### GOALS:
1: In the pork butt thread, why does the quoted smoking method place the meat fat side down and leave it unflipped?
2: Resume the pork butt thread where it stops, picking up after its final sentence.

# Pork Butt without foil-How long for an 8 pounder?



## shinny (Feb 26, 2012)

I'm thinking about trying this and was wondering how long for an 8lb butt in a gasser and what are everyone's thoughts on running an unattended gasser if this takes 15, 16 18 hours? I read Smokin' Al's post and want to try it.

Thanks,

Shinny


----------



## bama bbq (Feb 26, 2012)

I use 1.5 hrs per lb and always add 2 hours for fluctuations, individual cut of meat, and a simple variable.  If it's ready without the extra 2 hours required, I let it rest.  Bottom line it's done when it's done. Not sure about leaving a gasser unattended ~ 14 hours but I don't have any hesitation sleeping while doing an overnight with charcoal.


----------



## ob 1 (Feb 26, 2012)

You'll find plenty information on this via the search engine as I did.   I use a SFB with lump.  I have no issues leaving it alone overnight.  I do have concerns with unattended tanks connected to a fire.  I've listened to bad accounts of leaving these things unattended.  I'm just saying,,,,

Here's a former post I use when smoking a butt ( I don't remember who did this but thank you to that posting);

*Preparation:* About 12 hours before the meat goes in the smoker, trim a little if desired (I usually don’t), apply a coating of your rub of choice, and wrap in plastic wrap and put it in the fridge. (Some folks put on a coat of yellow mustard before the rub to hold the rub on and add to the bark. The mustard taste cooks out. This is a matter of personal preference.)

*Smoking*:  Start your smoker and get it up to 225-240 degrees F. My personal wood choice for pork is hickory. Unwrap the meat, stick in the probe of your digital thermo (A highly recommended accessory.), and place the meat in

the smoker, fat side down. I don't flip butts as it interferes with bark formation. Fat side down helps protect the meat if you have a temp spike. After the meat gets over 100F I spray it every hour with a 3 to 1 mix of apple juice and Captain Morgan’s Original spiced rum.  The sugars in the juice and booze will caramelize, and add to the bark. (Bark - dark outer crust that develop as the meat cooks.) Others will make good suggestions for alternate sprays. You will develop your own favorite with a little experimentation. (The nice thing is that they all taste good!) Foiling: When the meat gets to about 165F, double wrap it in Heavy Duty aluminum foil. Put some of your spray of choice in the foil to help braise the meat. At this point I usually stop making smoke unless there are other things in the smoker that need the smoke. (You can finish cooking from this point on in the oven set at 250F if the weather changes or you want to save smoker fuel.) Continue to cook until the internal meat temps gets to 195-205F. Remove the foiled meat from the cooker and wrap it (still foiled) in a couple old bath towels and put it in an insulated cooler to rest for at least an hour before you pull it.

### DATA LINES:
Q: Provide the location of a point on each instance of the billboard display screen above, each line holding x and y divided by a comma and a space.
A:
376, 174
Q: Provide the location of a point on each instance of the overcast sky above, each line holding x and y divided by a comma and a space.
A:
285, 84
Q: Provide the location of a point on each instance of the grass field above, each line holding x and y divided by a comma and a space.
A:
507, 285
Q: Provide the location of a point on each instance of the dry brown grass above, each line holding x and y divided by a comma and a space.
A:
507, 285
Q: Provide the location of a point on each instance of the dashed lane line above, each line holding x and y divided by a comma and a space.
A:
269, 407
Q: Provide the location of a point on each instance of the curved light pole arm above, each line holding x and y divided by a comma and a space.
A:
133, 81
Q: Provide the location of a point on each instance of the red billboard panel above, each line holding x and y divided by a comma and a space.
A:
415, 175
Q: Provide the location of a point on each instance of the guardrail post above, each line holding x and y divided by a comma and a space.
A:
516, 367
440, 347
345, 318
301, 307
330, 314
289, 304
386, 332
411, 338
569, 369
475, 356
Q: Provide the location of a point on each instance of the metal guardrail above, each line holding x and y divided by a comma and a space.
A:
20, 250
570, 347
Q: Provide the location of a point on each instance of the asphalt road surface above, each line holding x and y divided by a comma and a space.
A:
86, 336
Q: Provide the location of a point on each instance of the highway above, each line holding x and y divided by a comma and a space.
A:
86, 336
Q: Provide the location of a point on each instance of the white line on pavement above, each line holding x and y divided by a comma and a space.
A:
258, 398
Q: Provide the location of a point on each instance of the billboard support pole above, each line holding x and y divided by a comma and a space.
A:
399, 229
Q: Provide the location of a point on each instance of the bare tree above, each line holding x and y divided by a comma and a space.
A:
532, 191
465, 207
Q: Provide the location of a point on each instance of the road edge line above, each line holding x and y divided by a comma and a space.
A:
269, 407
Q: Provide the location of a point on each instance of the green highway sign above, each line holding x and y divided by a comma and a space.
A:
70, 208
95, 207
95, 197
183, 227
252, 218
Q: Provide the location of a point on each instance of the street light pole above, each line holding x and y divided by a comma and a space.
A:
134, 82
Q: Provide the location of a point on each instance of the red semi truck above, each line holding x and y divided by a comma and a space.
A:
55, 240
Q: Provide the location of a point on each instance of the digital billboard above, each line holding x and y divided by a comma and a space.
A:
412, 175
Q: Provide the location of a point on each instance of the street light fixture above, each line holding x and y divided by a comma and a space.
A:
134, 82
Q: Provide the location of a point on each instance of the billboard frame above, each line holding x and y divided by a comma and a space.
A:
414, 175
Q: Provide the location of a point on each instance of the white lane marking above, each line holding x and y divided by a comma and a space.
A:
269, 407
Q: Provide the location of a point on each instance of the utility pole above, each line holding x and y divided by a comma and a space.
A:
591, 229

* * *

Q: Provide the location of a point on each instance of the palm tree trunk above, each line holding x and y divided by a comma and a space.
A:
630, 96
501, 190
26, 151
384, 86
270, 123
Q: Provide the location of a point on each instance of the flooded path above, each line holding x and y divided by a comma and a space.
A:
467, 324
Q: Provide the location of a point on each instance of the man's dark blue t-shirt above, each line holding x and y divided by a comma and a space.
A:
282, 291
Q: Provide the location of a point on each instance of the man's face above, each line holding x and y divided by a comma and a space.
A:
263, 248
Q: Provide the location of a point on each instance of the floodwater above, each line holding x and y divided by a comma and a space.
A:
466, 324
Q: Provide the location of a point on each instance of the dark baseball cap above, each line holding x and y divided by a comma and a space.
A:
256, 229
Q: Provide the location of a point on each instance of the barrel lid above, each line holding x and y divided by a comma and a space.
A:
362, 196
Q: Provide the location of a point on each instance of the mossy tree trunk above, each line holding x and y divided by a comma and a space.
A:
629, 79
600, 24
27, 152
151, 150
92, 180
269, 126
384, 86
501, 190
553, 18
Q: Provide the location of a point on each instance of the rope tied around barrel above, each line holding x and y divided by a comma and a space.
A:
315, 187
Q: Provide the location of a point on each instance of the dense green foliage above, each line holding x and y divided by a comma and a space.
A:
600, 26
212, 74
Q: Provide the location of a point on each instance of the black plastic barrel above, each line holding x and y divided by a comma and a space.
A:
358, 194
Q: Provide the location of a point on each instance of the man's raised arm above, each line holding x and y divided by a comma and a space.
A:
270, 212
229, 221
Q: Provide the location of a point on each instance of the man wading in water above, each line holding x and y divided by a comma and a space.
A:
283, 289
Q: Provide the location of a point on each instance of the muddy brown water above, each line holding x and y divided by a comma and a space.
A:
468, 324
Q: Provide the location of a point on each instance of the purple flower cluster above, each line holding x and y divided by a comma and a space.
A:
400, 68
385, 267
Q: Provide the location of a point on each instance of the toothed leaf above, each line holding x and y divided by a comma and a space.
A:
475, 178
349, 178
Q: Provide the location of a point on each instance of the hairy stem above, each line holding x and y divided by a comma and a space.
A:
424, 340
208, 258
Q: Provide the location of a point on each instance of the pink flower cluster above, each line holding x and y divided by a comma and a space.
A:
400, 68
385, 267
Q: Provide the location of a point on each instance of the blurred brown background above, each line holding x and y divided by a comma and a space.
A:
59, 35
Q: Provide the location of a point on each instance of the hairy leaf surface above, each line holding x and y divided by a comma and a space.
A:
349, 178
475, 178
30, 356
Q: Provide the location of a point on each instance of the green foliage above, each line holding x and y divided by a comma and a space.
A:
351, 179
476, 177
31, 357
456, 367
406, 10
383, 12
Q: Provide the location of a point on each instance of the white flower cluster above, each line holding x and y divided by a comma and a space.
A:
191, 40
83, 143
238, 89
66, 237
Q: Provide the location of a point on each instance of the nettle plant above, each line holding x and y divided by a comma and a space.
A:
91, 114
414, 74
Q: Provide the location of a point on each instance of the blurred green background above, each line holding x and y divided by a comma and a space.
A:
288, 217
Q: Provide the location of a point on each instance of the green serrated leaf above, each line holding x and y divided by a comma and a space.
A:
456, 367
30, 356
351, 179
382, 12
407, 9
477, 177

### EXERCISE ANSWERS:
1: The fat side goes down because it helps protect the meat if the smoker's temperature spikes. The butt is not flipped because flipping interferes with bark formation.

2:
*The Plateau:* Almost all butts (and briskets – but that’s in the beef forum) will hit a plateau where the temps of the meat stops rising. Don’t be tempted to raise the heat as that will dry out the meat. The meat is absorbing a lot of heat at this point while the connective tissue is breaking down. This is what makes the meat tender. Low and slow is the way to go! I’ve seen some actually drop in temp by a couple degrees. Patience – it may be over an hour before the temp starts climbing.


----------



## SmokinAl (Feb 27, 2012)

I always figure 2 hours per pound and that would include the rest period. If you have a temp probe like a Maverick that will sound an alarm if the smoker temp gets too high or too low, I think it would be OK to leave it unattended over night. The thing I always worry about on a gasser is the flame will blow out & the gas will stay on. If this happens & you have the alarm next to your bed when the temp drops you will know right away & can re light the smoker.


----------



## smokinhusker (Feb 27, 2012)

I just did a nearly 8 lb butt a couple weeks ago using Al's no foil method. I figured 2 hrs per lb and it took all of 16 with the rest. Good luck!


----------



## dward51 (Feb 27, 2012)

Good info....  I would add to make sure you have enough gas to get you through that length of a smoke if you are not on a NG hookup.  Nothing would suck more than being 8 hours in and running out of propane at 2am when there is no where to swap a tank out. 

Once you figure out how long your particular setup will run on a fresh tank you can have a little more peace of mind with the burner blowing out on a windy day being the only other gas wildcard.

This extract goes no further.